» **TEXT BLOCK**
* * *

It wasn’t until after I parked that I also realized I’d forgotten to plug my cell phone in last night (mistake #3). Only a blinking sliver of power was left if I needed help. I wasn’t worried. Ahead of me was a half hour of quiet, blissful relaxation. No cell phone necessary.
The therapist’s office was on the second floor of an Italian villa-esque building. Three doors lined the brick courtyard on the side, but they were all locked. I stopped in a gift shop and asked how I could get to the second floor. The woman told me to try around back. When I did, the door popped open.
I ran up a stairwell, through a second door, and found the therapist’s office overlooking the courtyard below. Only a couple minutes late. I took a deep breath, and I knocked. And knocked. I waited and knocked again. No answer.
After ten minutes, I figured no one was coming so I walked back to the stairwell. But when I turned the doorknob, it didn’t budge. I pushed and tugged and turned again. Nothing. I mentally retraced my steps up and down the three floors. I went upstairs and opened the door—this led me to the roof. The only way out was to jump. Deciding against that option, I went back down to the courtyard and jiggled all the doors. No luck.
By now I was sweating a little. My hands were starting to shake. Would I be spending my weekend in this building? What would my husband do when I didn’t come home? I had our only car. He had the girls. With the little power I had left on the phone, I called him—seven times. No answer. On one of the walls was a red triangle with the number of a security company that’s supposed to keep people out of the building (not in). I called it. Disconnected.

* * *

» **DATA UNDER STUDY**
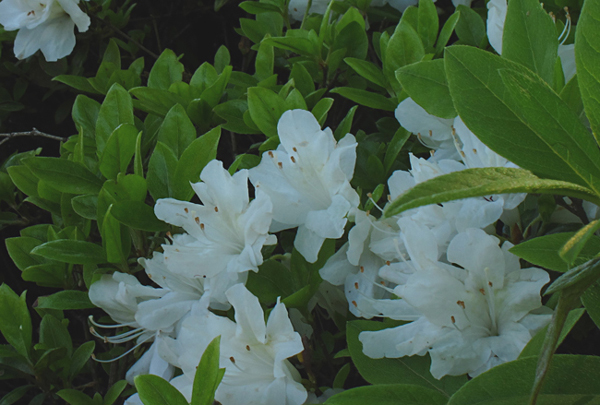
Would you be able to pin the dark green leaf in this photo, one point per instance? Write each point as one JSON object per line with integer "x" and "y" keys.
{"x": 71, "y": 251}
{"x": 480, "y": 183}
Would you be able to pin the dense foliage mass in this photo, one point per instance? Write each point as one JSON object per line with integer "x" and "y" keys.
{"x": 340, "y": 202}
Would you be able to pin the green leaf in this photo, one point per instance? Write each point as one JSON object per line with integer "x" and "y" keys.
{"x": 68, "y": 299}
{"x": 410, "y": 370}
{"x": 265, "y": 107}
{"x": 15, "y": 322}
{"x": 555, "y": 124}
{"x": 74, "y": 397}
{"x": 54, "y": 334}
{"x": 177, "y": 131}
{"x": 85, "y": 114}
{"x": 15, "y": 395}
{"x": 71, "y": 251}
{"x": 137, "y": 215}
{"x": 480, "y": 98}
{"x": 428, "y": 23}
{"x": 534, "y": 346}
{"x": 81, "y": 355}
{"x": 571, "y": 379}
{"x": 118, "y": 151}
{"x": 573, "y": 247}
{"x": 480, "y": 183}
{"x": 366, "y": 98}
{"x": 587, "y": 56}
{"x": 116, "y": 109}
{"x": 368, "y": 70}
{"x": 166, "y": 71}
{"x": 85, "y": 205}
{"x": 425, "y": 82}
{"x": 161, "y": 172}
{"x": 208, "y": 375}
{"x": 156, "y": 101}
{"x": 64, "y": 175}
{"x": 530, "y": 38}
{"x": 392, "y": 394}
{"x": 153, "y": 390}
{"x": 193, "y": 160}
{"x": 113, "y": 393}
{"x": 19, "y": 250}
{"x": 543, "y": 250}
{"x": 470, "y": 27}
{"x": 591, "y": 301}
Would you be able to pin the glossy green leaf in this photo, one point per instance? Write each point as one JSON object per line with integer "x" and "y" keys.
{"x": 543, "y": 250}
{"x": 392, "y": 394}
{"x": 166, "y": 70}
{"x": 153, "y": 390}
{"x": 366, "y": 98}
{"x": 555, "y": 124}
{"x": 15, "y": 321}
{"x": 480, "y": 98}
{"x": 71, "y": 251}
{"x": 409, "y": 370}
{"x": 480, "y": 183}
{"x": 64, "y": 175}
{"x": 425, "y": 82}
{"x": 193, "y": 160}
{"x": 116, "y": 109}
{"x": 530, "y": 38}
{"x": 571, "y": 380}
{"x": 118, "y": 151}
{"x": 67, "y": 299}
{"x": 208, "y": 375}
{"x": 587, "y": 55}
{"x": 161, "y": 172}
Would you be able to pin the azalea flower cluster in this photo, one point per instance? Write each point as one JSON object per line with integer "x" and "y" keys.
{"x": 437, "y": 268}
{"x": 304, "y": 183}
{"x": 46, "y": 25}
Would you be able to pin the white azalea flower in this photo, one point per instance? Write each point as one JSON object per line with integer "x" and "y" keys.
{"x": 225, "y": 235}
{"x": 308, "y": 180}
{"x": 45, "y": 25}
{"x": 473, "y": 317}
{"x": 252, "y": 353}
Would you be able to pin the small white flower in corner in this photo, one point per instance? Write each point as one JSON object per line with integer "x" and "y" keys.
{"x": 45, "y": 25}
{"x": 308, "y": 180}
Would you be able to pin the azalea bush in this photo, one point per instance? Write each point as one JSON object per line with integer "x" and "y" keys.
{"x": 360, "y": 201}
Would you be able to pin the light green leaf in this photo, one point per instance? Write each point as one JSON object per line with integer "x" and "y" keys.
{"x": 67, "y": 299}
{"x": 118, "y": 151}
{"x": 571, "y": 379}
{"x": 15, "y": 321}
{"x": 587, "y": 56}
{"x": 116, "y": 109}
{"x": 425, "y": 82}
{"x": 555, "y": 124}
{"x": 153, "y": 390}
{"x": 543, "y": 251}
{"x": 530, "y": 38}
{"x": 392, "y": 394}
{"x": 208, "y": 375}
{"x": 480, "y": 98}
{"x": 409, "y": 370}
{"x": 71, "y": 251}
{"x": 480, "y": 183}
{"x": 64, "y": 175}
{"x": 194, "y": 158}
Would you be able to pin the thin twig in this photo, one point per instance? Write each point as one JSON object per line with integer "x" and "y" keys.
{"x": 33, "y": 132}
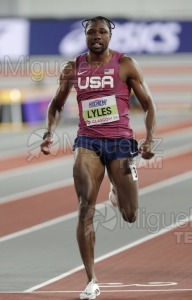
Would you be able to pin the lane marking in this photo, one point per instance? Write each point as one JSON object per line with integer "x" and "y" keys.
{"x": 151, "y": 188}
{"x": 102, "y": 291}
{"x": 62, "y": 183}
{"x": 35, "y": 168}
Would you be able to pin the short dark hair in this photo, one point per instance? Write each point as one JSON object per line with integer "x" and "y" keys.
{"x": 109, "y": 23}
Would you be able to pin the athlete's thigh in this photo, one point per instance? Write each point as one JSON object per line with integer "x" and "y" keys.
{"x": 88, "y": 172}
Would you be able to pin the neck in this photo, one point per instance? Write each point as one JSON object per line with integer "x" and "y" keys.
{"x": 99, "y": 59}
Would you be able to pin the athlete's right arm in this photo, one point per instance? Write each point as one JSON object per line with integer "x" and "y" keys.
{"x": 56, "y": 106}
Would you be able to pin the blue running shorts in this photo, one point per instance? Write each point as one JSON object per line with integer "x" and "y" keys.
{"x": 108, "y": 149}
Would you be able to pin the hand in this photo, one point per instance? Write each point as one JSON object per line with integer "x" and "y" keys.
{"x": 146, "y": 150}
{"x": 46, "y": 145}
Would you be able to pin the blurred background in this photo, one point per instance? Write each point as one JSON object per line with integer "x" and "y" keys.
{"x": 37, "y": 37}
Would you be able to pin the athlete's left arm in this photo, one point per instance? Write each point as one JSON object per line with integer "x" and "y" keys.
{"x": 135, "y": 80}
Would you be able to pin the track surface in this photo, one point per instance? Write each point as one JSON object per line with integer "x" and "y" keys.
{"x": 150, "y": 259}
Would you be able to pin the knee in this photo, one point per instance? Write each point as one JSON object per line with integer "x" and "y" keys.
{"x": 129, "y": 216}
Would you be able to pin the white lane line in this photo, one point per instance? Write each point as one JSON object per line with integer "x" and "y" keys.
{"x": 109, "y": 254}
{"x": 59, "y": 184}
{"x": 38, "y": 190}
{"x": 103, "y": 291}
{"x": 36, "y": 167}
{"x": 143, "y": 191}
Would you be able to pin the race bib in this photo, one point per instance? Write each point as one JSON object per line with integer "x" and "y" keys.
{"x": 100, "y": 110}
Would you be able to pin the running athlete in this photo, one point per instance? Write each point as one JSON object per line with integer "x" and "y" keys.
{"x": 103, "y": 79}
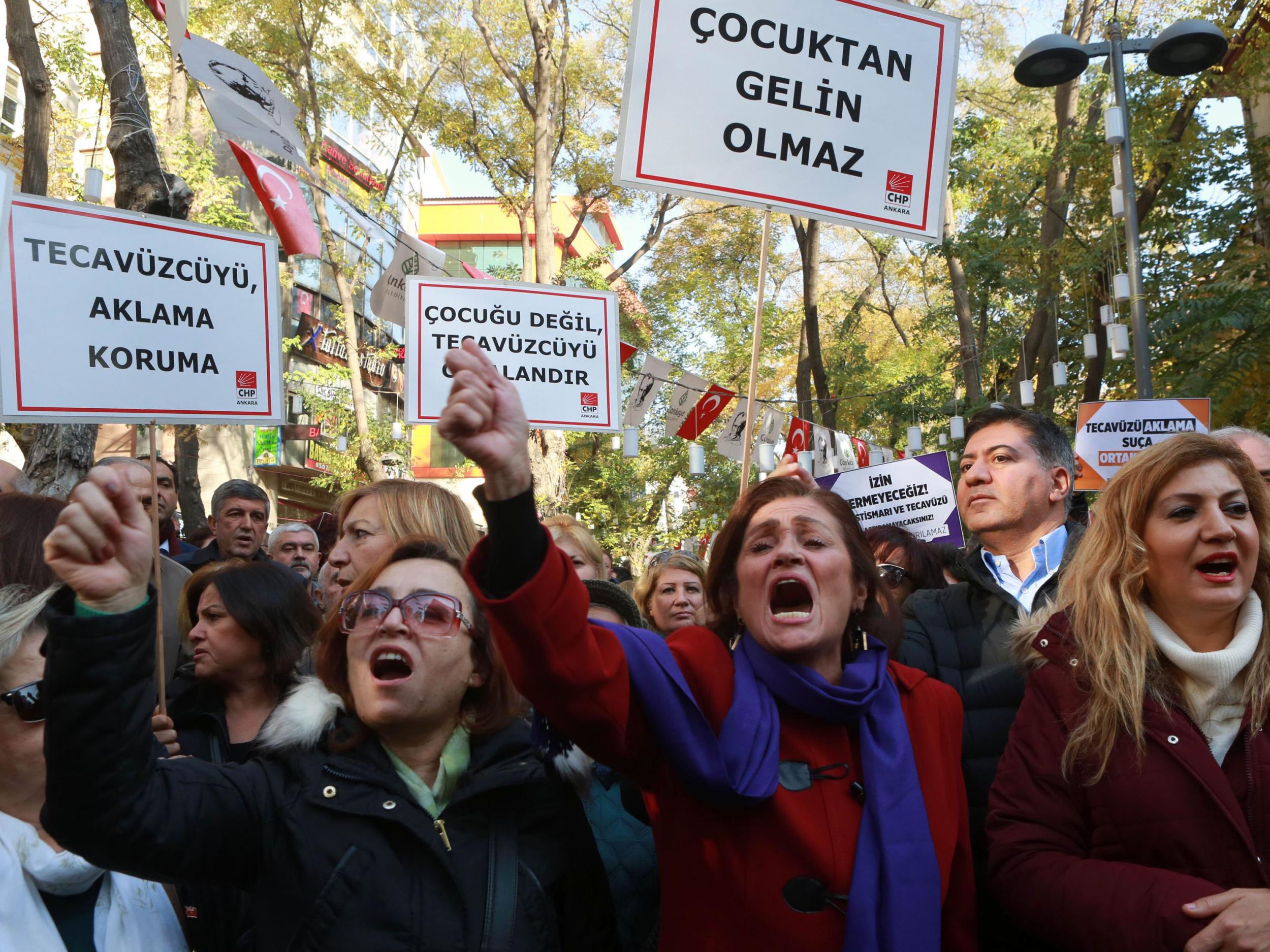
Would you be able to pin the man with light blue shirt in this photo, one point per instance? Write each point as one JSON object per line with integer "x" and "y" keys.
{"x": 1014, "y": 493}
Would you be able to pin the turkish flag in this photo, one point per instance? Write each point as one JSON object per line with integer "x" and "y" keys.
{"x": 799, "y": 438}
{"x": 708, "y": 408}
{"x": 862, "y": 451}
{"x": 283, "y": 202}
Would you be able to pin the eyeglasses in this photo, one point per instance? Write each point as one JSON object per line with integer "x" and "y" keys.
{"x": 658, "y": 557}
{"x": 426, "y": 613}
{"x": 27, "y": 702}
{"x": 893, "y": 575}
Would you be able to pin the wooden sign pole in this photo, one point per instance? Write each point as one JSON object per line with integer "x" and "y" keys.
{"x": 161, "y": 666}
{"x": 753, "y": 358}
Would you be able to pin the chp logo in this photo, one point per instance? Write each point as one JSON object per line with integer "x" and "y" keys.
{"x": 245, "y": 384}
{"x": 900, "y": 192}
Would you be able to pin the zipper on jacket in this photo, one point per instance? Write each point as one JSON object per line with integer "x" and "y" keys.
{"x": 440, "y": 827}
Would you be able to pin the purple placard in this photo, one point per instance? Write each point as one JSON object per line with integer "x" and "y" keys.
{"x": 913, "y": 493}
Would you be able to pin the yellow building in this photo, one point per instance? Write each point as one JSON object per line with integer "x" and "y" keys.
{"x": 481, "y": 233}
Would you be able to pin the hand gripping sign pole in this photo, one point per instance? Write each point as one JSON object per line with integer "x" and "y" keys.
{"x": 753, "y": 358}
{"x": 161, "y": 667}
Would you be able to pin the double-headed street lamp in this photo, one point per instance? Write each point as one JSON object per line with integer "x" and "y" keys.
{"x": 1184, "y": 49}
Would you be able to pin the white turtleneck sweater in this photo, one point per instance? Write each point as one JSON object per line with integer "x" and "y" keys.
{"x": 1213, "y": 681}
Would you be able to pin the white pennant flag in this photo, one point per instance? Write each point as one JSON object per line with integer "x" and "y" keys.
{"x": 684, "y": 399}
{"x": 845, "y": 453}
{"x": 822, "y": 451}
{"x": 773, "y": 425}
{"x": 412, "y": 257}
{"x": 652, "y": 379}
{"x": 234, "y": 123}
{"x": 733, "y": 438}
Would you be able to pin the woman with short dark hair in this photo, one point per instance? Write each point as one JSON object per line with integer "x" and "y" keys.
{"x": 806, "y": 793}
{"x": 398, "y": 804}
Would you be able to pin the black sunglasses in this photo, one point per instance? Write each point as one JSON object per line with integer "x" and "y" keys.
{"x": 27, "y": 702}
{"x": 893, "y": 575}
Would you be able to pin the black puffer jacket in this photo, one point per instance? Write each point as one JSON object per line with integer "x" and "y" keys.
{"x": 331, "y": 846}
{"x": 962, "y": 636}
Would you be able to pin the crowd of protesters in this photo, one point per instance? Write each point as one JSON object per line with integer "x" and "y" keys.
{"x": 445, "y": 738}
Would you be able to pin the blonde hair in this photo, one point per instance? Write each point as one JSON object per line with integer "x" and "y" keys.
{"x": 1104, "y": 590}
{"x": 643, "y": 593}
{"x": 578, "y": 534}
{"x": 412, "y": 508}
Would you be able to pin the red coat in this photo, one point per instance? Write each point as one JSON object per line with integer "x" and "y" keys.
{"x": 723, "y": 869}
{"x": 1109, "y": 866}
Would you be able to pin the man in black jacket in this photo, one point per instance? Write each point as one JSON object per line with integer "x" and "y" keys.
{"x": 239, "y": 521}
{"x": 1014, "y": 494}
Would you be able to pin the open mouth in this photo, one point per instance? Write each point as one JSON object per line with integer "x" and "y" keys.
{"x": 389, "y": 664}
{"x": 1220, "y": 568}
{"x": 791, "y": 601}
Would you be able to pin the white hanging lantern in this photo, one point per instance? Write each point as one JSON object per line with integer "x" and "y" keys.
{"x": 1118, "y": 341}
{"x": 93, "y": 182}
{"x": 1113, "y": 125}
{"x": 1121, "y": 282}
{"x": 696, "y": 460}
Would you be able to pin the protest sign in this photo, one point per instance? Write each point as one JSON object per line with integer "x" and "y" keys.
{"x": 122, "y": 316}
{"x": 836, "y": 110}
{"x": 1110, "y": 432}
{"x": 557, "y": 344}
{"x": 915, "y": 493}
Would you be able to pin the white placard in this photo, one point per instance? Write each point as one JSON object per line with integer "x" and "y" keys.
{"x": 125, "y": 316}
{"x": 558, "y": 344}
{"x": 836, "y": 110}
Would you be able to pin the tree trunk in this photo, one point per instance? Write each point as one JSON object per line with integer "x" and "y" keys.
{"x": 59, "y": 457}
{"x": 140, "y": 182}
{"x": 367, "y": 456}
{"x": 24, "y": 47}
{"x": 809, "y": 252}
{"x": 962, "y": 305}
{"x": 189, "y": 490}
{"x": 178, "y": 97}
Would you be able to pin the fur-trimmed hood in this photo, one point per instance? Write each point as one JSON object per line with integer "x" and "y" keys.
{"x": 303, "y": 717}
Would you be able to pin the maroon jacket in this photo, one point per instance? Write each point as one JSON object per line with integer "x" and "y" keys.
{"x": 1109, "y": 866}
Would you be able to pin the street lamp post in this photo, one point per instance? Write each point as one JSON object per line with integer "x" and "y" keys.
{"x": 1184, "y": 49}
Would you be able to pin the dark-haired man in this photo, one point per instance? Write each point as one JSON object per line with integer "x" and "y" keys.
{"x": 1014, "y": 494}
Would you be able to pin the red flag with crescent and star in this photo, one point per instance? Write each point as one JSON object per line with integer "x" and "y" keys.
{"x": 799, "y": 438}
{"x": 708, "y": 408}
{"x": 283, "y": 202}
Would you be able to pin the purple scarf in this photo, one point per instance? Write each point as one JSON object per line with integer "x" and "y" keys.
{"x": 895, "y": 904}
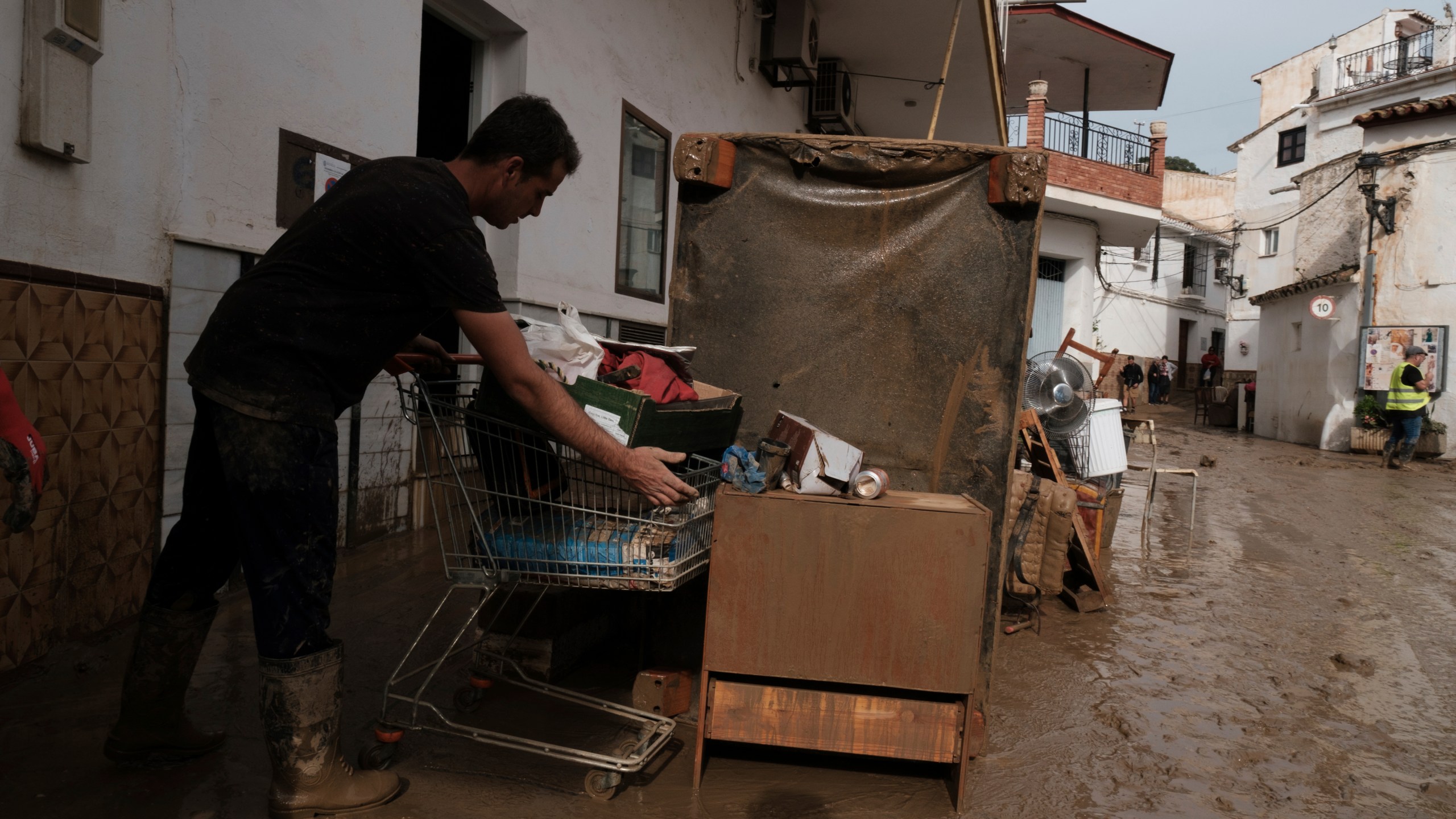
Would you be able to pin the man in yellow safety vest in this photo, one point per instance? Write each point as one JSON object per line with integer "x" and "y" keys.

* * *

» **EXERCISE A**
In the story about getting locked in the therapist's building, how many times did the narrator call home?
» **EXERCISE B**
Please go on with the story about getting locked in the therapist's building, picking up after its last sentence.

» **TASK ANSWER A**
Seven times.

» **TASK ANSWER B**
I tried all the doors again. I thought through my dwindling options. And then I did what any panicked damsel in distress would do. I called 9-1-1. They connected me to the local police…and the local fire station…and some other office for emergencies even though I explained repeatedly that it was not an emergency. I was a bystander on a four-way conversation on how to get an uninjured person out of a locked building that was not burning to the ground. Apparently there’s no protocol.
Minutes later, with sirens blaring, a fire truck and police car flew up to the sidewalk. Mortified, I waved to them from the courtyard. I explained that all they needed to do was go around back. It was unlocked. Someone could hold open each door, and we could all walk out.
Open a door? If wasn’t going to happen. After all, there were six of them, and one of them was wielding a crow bar. Showtime.
The guy pounded the lock on the gate. Nothing happened. They all stepped back and he clobbered the metal until it ripped apart. I was free (and very grateful, I might add). One of the policemen waved to me, and I was off. Just like that.
When I finally contacted the massage therapist, she apologized profusely for the mix-up. No worries. I told her I write fiction, and we novelists love stuff like this. The scene is filed away in my brain—the embarrassment, the heat, the trembling in my hands. All I need to do is add a few creepy details. A dark night. A dangerous animal. A cell phone that dies before I can spew out my address. Maybe there’s someone looking for me…
Sometimes people ask me where I get ideas as I write fiction. Crammed in my head is a library of mistakes I’ve made, consequences from when I’ve messed up. As long as I keep making mistakes (and getting trapped in buildings), I’ll never run out of inspiration.
2 Comments:
ROTFLOL!
Oh Melanie!
Great fiction material.
Hey Vennessa! I do whatever I can to get material. :) Now I can laugh-out-loud about it all.